** start Task inputs **

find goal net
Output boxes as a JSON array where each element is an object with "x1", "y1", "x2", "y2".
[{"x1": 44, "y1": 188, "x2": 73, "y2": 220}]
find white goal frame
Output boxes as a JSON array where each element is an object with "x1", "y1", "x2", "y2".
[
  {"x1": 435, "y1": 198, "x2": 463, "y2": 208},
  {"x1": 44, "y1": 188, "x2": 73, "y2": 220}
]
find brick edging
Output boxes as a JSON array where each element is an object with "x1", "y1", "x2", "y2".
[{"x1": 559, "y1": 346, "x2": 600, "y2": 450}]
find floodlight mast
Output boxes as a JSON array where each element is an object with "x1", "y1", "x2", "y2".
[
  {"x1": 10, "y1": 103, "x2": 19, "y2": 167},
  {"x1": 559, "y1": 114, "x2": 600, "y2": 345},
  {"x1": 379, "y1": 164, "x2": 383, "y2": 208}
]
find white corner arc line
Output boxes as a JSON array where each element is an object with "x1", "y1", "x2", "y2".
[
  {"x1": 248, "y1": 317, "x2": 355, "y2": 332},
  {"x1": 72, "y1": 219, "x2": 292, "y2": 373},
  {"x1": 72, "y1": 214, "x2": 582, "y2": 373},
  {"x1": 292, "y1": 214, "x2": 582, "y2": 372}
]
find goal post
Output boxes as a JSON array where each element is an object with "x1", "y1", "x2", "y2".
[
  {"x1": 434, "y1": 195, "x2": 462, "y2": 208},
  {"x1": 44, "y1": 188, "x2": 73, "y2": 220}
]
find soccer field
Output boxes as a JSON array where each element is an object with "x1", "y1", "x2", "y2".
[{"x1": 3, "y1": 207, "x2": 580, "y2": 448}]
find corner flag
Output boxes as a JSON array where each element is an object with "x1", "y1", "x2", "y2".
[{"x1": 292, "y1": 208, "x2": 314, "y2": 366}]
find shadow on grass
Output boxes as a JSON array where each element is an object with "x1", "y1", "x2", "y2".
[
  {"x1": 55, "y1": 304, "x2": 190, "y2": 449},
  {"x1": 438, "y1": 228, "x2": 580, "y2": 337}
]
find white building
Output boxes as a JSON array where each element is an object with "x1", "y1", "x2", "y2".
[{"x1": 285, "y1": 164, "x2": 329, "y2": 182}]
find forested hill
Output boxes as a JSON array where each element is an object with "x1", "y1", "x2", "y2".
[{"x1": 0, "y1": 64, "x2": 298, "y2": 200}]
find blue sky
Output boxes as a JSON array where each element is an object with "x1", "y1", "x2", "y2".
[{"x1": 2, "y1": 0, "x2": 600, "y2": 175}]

** end Task inputs **
** start Task inputs **

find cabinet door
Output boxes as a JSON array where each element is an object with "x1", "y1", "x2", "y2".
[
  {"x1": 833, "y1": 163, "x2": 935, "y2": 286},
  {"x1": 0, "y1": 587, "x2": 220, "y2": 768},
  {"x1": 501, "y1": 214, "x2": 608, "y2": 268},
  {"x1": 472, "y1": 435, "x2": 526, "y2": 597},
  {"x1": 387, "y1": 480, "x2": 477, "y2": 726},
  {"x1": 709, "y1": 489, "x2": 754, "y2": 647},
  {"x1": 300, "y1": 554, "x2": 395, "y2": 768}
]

** end Task inputs **

• Written instruction
Please list each line of the material above that contains the word "white", matching case exactly.

• Result
find white goal frame
find white corner arc line
find white building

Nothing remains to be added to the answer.